RECORDS SHOWN:
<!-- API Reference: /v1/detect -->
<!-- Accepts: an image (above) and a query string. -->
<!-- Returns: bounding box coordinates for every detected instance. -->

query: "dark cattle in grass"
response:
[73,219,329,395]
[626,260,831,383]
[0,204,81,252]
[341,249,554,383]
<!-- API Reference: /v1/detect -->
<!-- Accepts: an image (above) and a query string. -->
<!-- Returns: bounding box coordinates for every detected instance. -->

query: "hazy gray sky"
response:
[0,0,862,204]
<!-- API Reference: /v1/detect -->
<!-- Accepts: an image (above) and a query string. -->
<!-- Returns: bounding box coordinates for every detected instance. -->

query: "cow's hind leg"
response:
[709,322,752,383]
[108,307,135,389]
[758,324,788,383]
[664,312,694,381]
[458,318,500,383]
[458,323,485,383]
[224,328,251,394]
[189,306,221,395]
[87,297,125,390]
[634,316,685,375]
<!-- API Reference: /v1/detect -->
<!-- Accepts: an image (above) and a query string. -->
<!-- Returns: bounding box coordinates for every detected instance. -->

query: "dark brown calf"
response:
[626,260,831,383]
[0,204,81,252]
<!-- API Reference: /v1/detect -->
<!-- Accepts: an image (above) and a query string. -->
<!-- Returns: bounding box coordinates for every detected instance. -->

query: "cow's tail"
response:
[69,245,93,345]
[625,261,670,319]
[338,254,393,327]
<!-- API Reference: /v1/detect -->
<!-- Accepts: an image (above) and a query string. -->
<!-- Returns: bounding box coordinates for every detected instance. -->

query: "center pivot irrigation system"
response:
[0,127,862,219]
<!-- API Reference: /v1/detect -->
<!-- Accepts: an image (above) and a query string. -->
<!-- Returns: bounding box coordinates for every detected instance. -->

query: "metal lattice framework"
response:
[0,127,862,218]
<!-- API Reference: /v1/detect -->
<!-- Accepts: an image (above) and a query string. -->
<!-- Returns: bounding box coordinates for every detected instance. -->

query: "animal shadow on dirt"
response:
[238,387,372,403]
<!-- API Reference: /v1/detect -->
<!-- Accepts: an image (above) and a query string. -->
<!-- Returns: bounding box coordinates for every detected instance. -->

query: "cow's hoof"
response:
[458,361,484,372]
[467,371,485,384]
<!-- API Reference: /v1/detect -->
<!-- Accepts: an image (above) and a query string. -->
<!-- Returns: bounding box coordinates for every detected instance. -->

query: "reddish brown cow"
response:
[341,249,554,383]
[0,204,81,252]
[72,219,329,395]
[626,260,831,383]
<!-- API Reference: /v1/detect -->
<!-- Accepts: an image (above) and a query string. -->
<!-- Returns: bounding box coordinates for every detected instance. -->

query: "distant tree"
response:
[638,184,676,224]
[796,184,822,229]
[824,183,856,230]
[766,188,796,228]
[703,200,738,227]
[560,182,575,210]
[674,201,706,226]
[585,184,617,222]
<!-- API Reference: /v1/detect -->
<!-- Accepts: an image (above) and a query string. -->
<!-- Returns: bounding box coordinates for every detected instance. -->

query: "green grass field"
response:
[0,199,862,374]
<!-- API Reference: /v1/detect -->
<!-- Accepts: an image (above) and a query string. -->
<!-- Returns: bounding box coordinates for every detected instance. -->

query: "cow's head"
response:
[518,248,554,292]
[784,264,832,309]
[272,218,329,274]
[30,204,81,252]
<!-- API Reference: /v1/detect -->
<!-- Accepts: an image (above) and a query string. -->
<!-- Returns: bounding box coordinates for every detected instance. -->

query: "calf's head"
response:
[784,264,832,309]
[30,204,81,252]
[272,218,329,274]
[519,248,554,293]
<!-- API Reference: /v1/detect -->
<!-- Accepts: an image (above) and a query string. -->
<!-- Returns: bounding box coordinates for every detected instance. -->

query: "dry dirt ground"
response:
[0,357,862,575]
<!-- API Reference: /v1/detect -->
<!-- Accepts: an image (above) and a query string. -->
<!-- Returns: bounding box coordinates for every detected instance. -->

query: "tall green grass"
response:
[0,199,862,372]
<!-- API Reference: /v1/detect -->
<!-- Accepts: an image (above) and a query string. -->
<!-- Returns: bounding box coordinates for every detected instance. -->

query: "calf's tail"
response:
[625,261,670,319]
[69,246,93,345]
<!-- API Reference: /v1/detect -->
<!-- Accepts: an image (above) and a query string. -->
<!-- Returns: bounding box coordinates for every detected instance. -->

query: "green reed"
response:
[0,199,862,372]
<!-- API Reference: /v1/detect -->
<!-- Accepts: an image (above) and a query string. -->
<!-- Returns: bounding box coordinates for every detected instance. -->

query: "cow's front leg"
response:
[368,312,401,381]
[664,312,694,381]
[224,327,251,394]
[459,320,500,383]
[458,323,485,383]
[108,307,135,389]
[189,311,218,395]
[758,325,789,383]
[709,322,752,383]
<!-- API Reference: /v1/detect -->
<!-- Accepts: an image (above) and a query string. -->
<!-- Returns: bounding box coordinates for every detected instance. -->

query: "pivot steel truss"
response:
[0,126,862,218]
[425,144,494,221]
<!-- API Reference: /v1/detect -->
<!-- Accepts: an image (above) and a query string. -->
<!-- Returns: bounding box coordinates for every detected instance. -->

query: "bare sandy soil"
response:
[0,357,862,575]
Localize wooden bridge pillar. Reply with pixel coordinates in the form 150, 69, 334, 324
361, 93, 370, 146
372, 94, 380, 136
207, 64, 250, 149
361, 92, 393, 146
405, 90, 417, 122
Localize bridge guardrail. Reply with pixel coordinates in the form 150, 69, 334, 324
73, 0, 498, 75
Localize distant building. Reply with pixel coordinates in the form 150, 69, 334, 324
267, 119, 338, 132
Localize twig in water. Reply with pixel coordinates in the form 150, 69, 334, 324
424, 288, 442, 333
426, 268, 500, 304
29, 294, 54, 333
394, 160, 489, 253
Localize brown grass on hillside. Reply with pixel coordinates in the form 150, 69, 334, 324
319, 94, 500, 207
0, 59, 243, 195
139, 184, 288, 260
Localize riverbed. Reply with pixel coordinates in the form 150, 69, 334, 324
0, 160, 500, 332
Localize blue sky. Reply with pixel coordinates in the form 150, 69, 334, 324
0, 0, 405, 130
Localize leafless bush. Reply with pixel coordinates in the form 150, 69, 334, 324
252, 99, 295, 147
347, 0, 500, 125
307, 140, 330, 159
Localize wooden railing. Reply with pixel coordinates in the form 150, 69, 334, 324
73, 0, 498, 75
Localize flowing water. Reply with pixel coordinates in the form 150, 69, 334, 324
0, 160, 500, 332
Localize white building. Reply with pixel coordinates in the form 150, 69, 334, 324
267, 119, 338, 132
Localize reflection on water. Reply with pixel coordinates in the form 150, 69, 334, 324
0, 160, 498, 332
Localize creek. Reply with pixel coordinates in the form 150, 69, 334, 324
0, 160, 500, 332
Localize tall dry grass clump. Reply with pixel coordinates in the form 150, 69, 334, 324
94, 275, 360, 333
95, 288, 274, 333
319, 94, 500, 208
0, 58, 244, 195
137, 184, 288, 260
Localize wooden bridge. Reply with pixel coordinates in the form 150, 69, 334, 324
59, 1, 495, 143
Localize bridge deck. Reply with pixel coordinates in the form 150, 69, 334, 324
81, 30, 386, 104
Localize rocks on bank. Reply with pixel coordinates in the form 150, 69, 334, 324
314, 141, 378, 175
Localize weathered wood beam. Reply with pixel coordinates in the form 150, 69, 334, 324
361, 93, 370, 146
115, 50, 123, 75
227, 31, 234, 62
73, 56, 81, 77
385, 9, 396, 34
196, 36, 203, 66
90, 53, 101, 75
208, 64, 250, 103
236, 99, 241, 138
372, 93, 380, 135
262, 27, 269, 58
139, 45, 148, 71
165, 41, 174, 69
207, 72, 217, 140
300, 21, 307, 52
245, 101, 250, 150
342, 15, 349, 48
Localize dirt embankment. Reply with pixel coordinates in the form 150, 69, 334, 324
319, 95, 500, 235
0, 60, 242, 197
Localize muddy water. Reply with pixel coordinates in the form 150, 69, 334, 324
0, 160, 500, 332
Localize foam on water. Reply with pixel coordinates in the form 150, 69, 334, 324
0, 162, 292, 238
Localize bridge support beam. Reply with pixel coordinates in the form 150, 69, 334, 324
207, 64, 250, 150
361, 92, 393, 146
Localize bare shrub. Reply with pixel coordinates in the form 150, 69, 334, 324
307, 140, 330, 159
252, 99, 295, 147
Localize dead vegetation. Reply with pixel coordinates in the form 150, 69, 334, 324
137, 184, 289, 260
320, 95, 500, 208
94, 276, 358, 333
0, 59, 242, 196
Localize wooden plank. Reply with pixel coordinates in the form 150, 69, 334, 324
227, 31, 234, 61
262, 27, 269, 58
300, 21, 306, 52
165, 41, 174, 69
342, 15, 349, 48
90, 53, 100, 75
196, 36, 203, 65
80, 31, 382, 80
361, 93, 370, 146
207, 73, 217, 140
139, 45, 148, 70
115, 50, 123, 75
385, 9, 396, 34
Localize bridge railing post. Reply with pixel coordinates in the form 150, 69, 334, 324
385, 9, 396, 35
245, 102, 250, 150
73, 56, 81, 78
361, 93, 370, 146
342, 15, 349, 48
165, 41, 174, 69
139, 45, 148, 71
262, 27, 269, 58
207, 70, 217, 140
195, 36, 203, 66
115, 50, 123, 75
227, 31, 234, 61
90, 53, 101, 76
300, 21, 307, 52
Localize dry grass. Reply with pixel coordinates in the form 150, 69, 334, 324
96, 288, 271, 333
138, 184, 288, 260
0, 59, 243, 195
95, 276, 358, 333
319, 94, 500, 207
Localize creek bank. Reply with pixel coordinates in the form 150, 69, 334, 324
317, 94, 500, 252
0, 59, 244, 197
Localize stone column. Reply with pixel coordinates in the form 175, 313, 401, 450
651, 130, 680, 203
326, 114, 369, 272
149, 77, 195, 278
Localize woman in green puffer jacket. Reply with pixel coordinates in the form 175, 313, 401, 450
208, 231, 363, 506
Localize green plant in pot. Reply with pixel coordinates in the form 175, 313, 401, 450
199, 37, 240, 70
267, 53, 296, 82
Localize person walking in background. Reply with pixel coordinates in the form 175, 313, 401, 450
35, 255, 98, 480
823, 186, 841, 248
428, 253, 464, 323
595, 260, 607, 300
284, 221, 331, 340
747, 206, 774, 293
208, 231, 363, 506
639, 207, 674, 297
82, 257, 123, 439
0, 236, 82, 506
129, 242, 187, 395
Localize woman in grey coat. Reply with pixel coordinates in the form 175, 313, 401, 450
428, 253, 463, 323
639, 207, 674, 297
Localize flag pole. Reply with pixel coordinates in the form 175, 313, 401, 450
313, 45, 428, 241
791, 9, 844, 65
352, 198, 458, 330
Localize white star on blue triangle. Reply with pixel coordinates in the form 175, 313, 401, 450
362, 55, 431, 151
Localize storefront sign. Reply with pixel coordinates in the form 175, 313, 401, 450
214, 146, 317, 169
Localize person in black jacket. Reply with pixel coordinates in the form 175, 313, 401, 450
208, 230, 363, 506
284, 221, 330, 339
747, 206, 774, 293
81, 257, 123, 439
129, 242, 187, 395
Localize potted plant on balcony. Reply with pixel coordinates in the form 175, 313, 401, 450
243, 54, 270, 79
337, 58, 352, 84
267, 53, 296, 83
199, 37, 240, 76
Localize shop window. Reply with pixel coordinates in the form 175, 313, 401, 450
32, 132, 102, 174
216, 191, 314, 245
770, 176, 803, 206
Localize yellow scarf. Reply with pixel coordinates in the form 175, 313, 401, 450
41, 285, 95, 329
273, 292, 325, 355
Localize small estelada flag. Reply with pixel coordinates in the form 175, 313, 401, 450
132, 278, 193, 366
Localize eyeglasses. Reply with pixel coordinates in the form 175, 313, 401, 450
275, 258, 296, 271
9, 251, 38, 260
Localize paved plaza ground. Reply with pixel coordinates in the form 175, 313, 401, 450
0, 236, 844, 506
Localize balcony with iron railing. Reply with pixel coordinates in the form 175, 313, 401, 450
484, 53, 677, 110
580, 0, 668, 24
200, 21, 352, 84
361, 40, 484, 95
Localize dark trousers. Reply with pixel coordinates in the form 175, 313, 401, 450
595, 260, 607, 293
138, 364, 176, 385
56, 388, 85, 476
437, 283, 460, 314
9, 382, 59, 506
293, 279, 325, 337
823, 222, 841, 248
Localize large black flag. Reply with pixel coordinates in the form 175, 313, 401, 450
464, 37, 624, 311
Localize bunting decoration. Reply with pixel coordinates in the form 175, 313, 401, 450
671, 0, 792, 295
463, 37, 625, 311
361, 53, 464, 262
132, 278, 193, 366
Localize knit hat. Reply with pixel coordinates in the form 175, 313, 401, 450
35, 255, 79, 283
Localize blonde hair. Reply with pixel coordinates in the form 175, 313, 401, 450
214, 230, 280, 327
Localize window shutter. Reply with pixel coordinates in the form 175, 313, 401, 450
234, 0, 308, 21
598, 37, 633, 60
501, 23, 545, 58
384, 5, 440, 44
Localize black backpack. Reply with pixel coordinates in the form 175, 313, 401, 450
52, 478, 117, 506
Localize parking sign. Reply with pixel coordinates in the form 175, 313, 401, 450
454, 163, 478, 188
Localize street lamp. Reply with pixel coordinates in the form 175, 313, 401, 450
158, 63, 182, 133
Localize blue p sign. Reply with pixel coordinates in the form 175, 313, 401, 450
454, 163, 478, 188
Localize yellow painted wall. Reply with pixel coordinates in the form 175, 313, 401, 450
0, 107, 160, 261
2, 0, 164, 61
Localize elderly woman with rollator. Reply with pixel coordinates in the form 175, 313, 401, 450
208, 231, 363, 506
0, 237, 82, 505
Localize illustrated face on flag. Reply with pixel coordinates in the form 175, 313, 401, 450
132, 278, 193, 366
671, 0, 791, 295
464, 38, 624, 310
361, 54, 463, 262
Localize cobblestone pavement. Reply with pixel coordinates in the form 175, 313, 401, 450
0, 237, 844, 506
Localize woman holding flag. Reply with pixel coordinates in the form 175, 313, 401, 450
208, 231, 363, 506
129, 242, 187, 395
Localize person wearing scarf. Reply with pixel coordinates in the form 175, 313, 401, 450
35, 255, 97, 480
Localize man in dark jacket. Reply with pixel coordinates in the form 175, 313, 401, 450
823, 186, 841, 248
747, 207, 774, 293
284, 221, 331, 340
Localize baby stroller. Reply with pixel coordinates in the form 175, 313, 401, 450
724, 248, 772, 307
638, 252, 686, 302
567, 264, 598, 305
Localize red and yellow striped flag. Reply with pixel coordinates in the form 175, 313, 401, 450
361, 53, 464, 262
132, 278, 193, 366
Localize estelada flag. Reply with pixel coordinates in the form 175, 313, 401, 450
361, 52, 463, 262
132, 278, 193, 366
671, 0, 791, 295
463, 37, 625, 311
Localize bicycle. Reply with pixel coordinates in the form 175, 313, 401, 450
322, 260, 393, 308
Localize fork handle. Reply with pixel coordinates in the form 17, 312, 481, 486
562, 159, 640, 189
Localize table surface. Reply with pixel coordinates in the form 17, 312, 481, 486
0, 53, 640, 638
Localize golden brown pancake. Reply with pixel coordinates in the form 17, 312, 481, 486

WRITTEN PROBLEM:
Turn the records between the line containing "Localize man in" and the line containing "322, 260, 393, 308", inclusive, into a numbered list, leaving out any blank lines.

EXERCISE OUTPUT:
1. Localize man in dark jacket. Reply with pixel coordinates in the form 175, 313, 401, 450
2. 823, 186, 841, 248
3. 747, 207, 774, 293
4. 284, 221, 331, 340
5. Localize baby stroller. Reply with pixel coordinates in the form 175, 313, 401, 450
6. 724, 248, 772, 307
7. 638, 252, 686, 302
8. 567, 264, 598, 305
9. Localize red and yellow striped flag. Reply with pixel coordinates in the form 175, 313, 401, 450
10. 361, 53, 464, 262
11. 132, 278, 193, 366
12. Localize estelada flag. Reply with pixel coordinates in the form 175, 313, 401, 450
13. 361, 52, 463, 262
14. 132, 278, 193, 366
15. 671, 0, 791, 295
16. 463, 37, 625, 311
17. Localize bicycle. Reply with pixel coordinates in the form 175, 313, 401, 450
18. 322, 260, 393, 308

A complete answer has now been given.